Document passage:

__________

Publication Detail

Evaluation of the Combined Effects of Reclaimed Asphalt Pavement (RAP), Reclaimed Asphalt Shingles (RAS), Different Virgin Binder Sources on the Performance of Blended Binders for Mixes with Higher Percentages of RAP and RAS

UCD-ITS-RR-15-28

Research Report

Suggested Citation:
Alavi, Mohammad Zia, Yuan He, John T. Harvey, David Jones (2015) Evaluation of the Combined Effects of Reclaimed Asphalt Pavement (RAP), Reclaimed Asphalt Shingles (RAS), Different Virgin Binder Sources on the Performance of Blended Binders for Mixes with Higher Percentages of RAP and RAS. Institute of Transportation Studies, University of California, Davis, Research Report UCD-ITS-RR-15-28

This report summarizes the main findings from a project funded by the National Center for Sustainable Transportation (NCST) to investigate the use of higher percentages of reclaimed asphalt pavement (RAP) and reclaimed asphalt shingles (RAS) as a replacement for a percentage of the virgin binder in new asphalt mixes. The research focused on testing procedures that do not first require chemical extraction and recovery of the asphalt binders from the RAP and RAS. Five different asphalt binders covering two performance grades and sourced from three California refineries were evaluated. The influence of two different percentages of RAP (25 and 40% by binder replacement) and one percentage of RAS (15% by binder replacement) were evaluated. The effect of a petroleum-based rejuvenating agent in selected mixes was also investigated. Key observations and findings from this project include the following:

Asphalt binder extracted and recovered from RAS could not be tested due to its very high stiffness.

__________

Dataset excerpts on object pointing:
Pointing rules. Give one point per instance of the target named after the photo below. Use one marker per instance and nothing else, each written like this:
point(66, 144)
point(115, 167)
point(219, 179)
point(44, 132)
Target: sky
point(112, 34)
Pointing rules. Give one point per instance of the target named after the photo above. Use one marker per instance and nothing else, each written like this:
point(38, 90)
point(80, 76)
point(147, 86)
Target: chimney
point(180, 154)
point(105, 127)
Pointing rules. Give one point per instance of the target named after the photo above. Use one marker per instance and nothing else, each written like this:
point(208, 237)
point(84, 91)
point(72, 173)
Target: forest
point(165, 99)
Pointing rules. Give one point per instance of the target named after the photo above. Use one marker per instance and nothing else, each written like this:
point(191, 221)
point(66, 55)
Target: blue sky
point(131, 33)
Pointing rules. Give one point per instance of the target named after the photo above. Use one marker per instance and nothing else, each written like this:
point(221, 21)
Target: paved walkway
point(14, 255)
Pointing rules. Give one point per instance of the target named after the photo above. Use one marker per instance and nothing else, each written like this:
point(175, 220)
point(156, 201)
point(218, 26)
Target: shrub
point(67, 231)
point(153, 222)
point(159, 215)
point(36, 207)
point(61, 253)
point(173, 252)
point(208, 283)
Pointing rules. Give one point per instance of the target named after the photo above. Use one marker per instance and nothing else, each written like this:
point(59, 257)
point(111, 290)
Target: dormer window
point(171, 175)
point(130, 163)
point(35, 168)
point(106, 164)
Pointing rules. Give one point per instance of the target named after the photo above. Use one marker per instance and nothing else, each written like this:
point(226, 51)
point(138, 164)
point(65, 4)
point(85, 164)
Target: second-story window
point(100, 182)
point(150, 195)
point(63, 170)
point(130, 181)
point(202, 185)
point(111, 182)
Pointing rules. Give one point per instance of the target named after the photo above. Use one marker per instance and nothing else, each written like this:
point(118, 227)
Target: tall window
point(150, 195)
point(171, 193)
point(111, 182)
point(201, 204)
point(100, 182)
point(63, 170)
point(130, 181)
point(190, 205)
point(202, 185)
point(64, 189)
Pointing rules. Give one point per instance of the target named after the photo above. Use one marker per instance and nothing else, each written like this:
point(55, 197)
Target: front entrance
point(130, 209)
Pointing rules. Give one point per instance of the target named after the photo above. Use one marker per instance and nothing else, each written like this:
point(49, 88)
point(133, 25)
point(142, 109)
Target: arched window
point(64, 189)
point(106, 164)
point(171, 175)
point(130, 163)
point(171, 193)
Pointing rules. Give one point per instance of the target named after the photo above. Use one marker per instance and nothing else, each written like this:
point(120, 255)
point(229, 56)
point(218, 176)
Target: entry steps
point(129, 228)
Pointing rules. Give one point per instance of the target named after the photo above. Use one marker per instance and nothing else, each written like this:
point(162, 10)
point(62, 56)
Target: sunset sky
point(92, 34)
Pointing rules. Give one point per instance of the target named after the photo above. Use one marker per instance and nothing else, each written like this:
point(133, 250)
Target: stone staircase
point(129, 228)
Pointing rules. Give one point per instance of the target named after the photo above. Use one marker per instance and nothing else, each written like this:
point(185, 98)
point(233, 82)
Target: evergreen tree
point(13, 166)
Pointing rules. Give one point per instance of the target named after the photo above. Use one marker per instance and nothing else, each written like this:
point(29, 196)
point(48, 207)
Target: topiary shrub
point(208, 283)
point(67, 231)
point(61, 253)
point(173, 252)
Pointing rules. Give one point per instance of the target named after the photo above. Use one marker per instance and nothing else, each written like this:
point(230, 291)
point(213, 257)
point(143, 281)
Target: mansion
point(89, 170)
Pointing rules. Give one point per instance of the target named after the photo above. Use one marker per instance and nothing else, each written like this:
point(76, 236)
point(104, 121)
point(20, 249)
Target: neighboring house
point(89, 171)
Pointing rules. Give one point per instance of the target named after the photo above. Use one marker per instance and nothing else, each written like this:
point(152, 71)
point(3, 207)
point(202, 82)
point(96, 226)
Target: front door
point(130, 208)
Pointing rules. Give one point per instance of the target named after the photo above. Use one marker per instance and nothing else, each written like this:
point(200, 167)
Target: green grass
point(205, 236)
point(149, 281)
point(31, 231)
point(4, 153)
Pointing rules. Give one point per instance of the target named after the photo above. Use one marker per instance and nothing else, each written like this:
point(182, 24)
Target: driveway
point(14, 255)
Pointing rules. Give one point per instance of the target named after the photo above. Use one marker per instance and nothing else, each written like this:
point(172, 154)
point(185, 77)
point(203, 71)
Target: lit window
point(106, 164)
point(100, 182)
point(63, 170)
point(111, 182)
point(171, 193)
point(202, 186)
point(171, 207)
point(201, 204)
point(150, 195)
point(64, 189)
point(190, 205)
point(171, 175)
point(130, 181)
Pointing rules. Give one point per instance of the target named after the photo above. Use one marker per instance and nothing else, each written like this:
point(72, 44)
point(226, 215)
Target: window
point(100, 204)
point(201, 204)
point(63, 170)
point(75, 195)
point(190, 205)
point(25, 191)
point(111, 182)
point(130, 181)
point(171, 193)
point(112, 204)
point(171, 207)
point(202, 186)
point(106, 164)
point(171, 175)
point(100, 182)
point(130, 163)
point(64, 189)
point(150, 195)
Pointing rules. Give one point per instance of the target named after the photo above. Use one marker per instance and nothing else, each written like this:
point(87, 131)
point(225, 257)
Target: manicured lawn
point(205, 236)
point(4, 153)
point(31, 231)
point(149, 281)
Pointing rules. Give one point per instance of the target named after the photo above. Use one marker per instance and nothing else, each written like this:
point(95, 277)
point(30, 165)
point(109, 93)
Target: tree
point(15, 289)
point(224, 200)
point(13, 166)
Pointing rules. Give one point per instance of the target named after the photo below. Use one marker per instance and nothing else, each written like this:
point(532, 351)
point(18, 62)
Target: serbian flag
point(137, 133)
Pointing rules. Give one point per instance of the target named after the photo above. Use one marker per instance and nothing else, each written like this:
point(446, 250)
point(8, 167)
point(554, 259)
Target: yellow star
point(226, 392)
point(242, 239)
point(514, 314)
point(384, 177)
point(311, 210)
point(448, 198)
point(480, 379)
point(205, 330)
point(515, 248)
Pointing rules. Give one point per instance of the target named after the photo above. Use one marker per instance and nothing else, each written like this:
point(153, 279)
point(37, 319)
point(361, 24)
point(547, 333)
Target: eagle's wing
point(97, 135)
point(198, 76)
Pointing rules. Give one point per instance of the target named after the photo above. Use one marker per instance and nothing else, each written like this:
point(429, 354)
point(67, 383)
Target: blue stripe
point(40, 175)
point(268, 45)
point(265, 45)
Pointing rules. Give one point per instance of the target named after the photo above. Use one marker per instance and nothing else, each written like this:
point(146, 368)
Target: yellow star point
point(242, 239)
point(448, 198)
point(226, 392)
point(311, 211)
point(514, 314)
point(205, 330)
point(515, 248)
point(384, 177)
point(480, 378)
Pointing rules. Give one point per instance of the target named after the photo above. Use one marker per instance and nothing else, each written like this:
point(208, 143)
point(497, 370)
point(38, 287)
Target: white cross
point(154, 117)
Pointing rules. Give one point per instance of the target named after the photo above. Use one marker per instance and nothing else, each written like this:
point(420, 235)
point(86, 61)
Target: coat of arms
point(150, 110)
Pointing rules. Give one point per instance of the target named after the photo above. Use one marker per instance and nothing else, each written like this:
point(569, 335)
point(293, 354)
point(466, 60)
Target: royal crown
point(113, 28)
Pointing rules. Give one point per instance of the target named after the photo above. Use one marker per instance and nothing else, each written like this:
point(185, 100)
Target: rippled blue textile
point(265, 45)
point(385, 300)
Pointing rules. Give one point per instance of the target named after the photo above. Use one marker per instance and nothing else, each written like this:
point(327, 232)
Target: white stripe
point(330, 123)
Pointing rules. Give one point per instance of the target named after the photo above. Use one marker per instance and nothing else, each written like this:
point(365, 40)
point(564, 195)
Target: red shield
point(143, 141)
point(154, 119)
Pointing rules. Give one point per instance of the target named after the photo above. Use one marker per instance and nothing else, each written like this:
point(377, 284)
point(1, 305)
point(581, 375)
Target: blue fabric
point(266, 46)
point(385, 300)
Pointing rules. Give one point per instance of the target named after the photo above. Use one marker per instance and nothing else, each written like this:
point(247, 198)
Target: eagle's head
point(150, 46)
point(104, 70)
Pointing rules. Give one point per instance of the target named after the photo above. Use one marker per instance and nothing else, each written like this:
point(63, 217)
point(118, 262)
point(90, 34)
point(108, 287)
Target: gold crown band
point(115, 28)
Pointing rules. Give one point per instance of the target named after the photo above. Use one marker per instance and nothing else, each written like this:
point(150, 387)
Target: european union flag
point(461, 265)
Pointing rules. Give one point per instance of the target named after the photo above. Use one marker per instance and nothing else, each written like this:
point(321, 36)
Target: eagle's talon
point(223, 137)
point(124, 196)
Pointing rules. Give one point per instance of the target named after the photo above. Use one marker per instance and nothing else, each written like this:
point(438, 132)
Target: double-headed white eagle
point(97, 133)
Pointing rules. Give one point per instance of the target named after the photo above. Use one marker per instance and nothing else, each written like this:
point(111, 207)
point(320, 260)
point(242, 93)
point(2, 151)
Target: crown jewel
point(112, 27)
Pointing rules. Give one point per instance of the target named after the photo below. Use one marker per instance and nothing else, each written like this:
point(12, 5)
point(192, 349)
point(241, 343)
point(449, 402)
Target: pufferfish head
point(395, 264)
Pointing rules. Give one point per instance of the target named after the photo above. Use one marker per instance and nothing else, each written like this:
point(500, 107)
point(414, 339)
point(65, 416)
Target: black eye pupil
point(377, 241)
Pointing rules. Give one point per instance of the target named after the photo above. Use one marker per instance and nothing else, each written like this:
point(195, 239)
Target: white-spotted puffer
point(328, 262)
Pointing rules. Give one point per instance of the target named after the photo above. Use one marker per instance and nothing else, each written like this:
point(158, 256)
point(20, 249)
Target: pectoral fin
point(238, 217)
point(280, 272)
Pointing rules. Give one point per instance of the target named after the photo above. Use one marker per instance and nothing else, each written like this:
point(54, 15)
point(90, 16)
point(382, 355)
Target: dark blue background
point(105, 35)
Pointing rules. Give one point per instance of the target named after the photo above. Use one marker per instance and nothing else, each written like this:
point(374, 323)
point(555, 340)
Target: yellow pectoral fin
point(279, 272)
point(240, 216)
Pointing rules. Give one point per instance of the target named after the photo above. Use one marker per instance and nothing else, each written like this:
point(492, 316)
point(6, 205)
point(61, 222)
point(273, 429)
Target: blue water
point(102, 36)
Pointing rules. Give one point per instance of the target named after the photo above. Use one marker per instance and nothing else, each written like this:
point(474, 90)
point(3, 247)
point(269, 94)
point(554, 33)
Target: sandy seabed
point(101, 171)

__________

Given problem:
Answer these questions from the asphalt report:
1. Which organization funded the project?
2. How many asphalt binders were evaluated, and from how many California refineries did they come?
3. Why could the binder extracted and recovered from RAS not be tested?
The entries have no connection to the publication detail on asphalt binders.

Solution for this problem:
1. The National Center for Sustainable Transportation (NCST).
2. Five binders, sourced from three California refineries.
3. Its stiffness was very high.